↓

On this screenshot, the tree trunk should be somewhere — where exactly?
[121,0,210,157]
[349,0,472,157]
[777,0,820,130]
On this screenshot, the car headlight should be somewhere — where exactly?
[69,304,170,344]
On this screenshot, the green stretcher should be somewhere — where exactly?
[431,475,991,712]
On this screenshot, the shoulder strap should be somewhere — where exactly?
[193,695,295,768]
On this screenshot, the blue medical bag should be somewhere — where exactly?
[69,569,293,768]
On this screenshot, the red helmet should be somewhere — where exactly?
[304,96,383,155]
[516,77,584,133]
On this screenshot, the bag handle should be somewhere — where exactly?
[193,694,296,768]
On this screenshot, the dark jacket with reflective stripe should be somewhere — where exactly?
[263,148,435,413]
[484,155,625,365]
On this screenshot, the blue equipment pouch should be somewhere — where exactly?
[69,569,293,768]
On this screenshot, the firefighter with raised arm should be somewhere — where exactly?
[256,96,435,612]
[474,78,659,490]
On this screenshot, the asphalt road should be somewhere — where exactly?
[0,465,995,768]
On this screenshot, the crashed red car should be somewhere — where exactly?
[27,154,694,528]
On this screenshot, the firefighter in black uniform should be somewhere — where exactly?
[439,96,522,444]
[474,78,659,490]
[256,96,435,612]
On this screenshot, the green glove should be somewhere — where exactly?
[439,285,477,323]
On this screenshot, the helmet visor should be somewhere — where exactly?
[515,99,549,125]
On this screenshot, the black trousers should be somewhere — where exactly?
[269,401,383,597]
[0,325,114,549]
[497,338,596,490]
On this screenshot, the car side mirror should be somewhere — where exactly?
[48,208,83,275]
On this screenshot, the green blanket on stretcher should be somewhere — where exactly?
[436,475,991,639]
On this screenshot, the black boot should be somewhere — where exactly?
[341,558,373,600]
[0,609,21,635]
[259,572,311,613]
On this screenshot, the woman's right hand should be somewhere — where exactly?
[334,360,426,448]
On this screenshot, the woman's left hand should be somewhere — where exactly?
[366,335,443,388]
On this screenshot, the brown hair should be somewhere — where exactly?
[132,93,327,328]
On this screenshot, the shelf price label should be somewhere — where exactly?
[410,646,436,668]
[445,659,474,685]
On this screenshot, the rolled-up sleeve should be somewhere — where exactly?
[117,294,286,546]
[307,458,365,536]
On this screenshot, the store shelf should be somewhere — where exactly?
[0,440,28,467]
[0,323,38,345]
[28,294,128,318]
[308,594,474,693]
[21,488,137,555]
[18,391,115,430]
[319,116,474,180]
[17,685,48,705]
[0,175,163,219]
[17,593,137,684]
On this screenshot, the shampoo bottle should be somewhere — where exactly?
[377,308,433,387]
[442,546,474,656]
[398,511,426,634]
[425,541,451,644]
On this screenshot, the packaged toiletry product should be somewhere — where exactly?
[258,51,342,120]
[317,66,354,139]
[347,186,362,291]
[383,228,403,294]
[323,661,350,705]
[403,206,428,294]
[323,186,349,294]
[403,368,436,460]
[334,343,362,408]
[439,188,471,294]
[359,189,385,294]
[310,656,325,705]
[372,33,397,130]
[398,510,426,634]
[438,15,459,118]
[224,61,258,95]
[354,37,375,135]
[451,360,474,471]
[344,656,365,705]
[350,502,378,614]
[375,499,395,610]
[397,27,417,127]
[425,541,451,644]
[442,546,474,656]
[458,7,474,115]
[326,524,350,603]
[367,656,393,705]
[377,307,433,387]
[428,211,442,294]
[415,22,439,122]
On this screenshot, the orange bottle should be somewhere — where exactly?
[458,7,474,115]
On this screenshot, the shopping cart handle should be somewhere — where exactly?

↑

=== STATED TASK ===
Could you give every item above again, swapping "should be somewhere" for "appears" and leaving everything else unchanged?

=== RIGHT ANSWER ===
On this screenshot, the tree trunk appears — where exactly?
[121,0,210,157]
[349,0,472,157]
[777,0,820,130]
On this screenshot, the car headlight appears — where exactly?
[69,304,170,344]
On this screenshot, the green stretcher appears — where exactly?
[431,475,991,712]
On this screenshot, the shoulder strap appears — where exactly?
[193,695,295,768]
On this screenshot, the blue medical bag appears — where exactly?
[69,569,293,768]
On this screenshot, the red helmet appears — where exactly?
[304,96,383,155]
[516,77,584,133]
On this screenshot, the bag handle appears — where exactly?
[193,694,296,768]
On this screenshot, the dark jacket with reflective stripe appears — where exactly?
[263,148,435,413]
[484,155,625,365]
On this screenshot, the blue equipment pouch appears — where exactly?
[69,569,293,768]
On this screenshot, the firefighter with raised arm appears — where exactly?
[256,96,435,612]
[474,78,659,490]
On this screenshot, the asphalt road appears — where exactly?
[0,465,995,768]
On this screenshot, the crashed red car appears — where exactly?
[27,154,694,528]
On this screenshot, the firefighter in black uniform appears — where exactly?
[439,96,522,444]
[474,78,659,490]
[256,96,435,612]
On this screenshot, the green glove appears — where exactly?
[439,285,477,323]
On this screenshot, the helmet visor appears — where exactly?
[515,99,549,125]
On this screenshot, the black trousers appears — where exactly?
[269,401,383,597]
[0,325,114,549]
[497,338,596,490]
On this screenshot, the car side mirror appears — where exactly?
[48,208,83,275]
On this screenshot, the green blanket on stretcher appears — where exactly?
[436,475,991,639]
On this screenshot, the black boot appears — where exactly?
[341,558,373,600]
[0,609,21,635]
[259,572,311,613]
On this screenshot, the woman's right hand appears — where exactly?
[334,360,426,448]
On this screenshot, the woman's left hand appears — where exactly?
[366,335,443,388]
On this screenshot, the brown hair appears — where exactly?
[132,93,327,328]
On this screenshot, the shelf price label appears — where exactly?
[410,646,436,668]
[445,659,474,685]
On this screenshot, the rolled-up sleeve appears — where exactly?
[117,294,286,546]
[307,458,365,536]
On this screenshot, the store shelf appears — where exactly?
[0,440,28,467]
[0,323,38,345]
[28,294,128,318]
[308,594,474,693]
[21,488,137,555]
[18,391,115,430]
[319,116,474,180]
[17,685,48,705]
[0,175,163,219]
[17,593,137,684]
On this screenshot, the shampoo bottle appears — where exactly?
[377,308,433,387]
[442,546,474,656]
[398,511,426,634]
[425,541,451,644]
On this screenshot, the packaged toiletry product appears — where exactly?
[258,51,342,120]
[317,66,354,139]
[347,186,362,291]
[383,228,403,294]
[323,661,350,705]
[403,206,428,294]
[323,186,349,294]
[403,368,436,460]
[334,343,362,408]
[439,188,471,294]
[359,189,385,294]
[310,656,325,705]
[372,33,397,130]
[398,510,426,634]
[438,15,459,118]
[224,61,258,95]
[354,37,375,135]
[451,360,474,471]
[344,656,365,705]
[350,502,378,614]
[375,499,395,610]
[397,27,417,127]
[425,541,451,644]
[442,546,474,656]
[458,7,474,115]
[326,524,350,603]
[367,656,393,705]
[377,307,433,387]
[428,211,442,294]
[415,22,439,122]
On this screenshot, the orange bottle appears — where exactly?
[458,7,474,115]
On this screenshot, the shopping cart handle appears — where exactly?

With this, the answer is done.